* _WORK ITEM_: Using the listing below, select the lines with the word "gray" and copy them.

** Opening INPUT RECORDS block **

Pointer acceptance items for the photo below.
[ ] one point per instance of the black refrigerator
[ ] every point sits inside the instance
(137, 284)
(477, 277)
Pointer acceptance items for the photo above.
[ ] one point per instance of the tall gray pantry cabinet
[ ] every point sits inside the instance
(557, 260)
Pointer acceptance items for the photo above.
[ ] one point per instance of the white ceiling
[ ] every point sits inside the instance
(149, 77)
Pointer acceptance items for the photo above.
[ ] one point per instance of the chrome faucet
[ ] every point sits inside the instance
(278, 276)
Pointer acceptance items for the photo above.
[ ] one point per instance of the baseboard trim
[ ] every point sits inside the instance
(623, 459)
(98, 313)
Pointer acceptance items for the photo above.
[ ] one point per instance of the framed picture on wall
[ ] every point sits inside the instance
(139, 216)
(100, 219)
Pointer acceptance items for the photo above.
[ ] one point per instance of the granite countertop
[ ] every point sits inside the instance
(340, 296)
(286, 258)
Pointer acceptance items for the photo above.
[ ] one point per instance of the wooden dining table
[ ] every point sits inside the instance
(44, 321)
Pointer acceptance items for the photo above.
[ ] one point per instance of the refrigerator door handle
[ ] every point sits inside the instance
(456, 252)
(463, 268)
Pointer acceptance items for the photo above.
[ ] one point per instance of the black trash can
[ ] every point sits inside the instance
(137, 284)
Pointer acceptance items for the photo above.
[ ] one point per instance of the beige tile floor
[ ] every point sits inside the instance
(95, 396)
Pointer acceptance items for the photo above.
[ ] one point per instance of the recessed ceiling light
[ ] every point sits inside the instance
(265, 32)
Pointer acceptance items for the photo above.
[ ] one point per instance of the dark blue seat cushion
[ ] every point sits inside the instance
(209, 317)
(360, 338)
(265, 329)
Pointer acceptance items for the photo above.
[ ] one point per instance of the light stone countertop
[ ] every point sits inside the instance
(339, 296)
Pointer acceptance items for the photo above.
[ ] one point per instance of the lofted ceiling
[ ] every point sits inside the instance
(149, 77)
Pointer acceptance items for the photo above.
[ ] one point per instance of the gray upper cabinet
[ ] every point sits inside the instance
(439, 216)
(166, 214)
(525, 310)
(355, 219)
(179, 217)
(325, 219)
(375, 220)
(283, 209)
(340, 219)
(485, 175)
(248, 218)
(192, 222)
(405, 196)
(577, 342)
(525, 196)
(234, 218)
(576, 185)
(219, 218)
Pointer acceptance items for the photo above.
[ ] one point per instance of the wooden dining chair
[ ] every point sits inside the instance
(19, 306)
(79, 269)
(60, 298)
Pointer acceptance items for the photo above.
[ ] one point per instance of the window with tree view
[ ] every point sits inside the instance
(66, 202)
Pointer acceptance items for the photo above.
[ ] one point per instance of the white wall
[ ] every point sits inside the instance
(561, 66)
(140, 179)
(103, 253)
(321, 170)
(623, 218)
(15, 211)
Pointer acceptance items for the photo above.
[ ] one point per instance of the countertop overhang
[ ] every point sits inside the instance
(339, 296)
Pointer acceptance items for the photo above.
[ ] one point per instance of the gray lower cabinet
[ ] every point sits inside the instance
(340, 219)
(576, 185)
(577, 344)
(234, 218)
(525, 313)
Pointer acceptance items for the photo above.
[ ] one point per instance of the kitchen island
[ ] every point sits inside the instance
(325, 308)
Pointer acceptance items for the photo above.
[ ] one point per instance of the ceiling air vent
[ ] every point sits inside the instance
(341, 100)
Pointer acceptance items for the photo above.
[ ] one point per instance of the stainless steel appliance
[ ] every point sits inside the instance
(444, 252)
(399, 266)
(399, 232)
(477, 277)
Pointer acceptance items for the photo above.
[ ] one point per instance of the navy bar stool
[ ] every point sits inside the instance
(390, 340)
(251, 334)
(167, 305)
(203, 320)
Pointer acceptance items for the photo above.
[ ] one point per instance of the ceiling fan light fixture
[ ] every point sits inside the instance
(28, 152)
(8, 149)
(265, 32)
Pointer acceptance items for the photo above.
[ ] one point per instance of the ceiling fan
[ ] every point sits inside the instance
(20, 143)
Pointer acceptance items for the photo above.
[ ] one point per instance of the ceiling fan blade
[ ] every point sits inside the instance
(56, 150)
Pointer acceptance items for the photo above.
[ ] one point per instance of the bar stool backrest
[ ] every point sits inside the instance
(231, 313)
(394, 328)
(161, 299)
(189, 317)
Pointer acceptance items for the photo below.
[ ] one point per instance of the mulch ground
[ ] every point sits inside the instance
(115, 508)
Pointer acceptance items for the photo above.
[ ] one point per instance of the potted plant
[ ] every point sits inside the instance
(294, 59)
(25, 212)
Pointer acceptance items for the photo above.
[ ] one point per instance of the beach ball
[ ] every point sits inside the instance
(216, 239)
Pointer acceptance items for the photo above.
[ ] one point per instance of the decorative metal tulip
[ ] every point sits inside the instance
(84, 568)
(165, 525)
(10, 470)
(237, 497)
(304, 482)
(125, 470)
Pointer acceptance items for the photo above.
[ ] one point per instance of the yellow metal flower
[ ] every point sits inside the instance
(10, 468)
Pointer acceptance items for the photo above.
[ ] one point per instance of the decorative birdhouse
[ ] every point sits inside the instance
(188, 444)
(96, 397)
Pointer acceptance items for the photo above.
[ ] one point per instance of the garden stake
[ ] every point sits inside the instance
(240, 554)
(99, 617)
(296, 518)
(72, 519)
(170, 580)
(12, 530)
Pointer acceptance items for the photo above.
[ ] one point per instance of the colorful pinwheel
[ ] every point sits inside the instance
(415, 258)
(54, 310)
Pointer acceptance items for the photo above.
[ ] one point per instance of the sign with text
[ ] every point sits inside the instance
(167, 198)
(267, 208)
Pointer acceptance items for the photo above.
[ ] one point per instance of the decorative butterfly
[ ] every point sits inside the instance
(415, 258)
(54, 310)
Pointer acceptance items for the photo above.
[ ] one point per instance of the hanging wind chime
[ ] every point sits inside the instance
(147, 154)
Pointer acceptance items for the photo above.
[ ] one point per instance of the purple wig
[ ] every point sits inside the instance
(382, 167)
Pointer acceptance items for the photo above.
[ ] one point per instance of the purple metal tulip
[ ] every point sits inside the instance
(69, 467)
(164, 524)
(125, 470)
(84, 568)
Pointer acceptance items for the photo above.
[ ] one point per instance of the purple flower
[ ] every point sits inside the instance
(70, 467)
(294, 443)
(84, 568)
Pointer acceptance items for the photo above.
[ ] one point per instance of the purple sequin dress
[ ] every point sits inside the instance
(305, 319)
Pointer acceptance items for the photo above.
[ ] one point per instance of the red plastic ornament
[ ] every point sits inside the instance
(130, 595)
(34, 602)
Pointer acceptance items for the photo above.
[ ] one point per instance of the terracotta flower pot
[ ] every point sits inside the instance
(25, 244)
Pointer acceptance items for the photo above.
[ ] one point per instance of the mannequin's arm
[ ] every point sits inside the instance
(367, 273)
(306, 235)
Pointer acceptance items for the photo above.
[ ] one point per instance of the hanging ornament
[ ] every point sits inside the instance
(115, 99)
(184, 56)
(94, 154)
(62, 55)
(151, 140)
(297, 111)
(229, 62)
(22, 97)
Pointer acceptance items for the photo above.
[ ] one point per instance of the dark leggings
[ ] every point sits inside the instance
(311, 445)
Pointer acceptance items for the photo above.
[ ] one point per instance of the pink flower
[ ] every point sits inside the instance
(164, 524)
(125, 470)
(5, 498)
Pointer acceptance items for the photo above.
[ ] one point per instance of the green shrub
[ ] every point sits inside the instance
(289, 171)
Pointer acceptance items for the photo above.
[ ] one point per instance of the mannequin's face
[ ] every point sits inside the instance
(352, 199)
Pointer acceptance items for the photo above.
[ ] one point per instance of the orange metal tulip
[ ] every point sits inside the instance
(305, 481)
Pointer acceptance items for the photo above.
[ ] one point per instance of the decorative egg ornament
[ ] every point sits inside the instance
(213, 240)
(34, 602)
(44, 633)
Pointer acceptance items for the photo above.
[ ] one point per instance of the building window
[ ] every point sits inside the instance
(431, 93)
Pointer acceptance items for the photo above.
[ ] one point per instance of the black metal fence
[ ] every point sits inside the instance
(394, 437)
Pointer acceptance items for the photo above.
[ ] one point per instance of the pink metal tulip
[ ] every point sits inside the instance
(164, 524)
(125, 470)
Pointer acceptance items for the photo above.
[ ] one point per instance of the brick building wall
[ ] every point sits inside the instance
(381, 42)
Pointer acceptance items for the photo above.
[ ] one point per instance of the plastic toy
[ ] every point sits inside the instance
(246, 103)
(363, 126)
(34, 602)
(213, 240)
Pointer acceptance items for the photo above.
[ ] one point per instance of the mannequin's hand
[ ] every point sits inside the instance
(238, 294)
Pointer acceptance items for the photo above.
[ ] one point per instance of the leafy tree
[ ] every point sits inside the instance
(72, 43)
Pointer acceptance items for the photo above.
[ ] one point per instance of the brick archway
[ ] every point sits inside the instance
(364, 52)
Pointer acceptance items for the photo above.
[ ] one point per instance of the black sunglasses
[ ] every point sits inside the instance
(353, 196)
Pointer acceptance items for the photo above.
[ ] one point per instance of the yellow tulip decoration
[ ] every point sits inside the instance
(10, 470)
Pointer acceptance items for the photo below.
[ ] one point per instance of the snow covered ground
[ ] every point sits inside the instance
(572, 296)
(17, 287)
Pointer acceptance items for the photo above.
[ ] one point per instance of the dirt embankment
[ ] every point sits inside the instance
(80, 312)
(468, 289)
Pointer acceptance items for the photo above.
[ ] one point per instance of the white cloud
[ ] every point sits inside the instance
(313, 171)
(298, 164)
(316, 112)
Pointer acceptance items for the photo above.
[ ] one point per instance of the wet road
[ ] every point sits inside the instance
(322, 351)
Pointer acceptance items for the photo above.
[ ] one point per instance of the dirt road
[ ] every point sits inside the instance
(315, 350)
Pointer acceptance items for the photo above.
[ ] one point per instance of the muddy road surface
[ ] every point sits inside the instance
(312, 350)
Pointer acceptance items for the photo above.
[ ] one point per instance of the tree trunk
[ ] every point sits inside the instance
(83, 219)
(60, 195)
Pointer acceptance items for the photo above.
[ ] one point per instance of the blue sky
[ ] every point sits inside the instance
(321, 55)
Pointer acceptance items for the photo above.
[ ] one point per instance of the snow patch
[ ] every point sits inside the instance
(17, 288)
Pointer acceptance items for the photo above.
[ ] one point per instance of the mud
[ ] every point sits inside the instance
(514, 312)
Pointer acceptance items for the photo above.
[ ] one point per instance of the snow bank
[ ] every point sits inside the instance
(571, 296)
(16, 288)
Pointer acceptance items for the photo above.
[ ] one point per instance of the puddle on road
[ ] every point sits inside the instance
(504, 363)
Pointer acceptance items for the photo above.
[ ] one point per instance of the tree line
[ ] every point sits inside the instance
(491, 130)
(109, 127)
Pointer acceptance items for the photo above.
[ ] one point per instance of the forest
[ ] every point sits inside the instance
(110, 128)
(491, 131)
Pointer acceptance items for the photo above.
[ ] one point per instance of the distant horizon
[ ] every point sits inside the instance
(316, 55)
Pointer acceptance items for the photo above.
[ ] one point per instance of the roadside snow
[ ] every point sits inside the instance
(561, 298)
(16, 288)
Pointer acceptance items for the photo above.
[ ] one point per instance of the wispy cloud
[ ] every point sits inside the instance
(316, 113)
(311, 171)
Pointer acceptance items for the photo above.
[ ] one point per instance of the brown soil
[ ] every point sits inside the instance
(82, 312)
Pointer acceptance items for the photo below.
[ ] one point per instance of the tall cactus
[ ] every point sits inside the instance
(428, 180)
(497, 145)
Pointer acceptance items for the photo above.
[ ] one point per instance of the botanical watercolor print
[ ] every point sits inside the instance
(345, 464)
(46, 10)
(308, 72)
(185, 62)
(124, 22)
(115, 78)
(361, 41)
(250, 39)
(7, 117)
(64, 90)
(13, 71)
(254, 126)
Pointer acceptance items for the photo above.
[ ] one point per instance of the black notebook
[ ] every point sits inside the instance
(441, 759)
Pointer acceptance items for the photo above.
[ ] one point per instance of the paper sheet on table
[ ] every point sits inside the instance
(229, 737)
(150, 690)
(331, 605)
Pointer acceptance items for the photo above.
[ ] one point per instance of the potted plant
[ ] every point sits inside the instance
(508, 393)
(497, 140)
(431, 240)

** Closing INPUT RECORDS block **

* _REPLY TO THE EXERCISE_:
[ ] one point per instance of the tall gray pantry cabinet
[ ] one point per instance of the gray upper cabinet
[ ] one point per instance of the gray lower cabinet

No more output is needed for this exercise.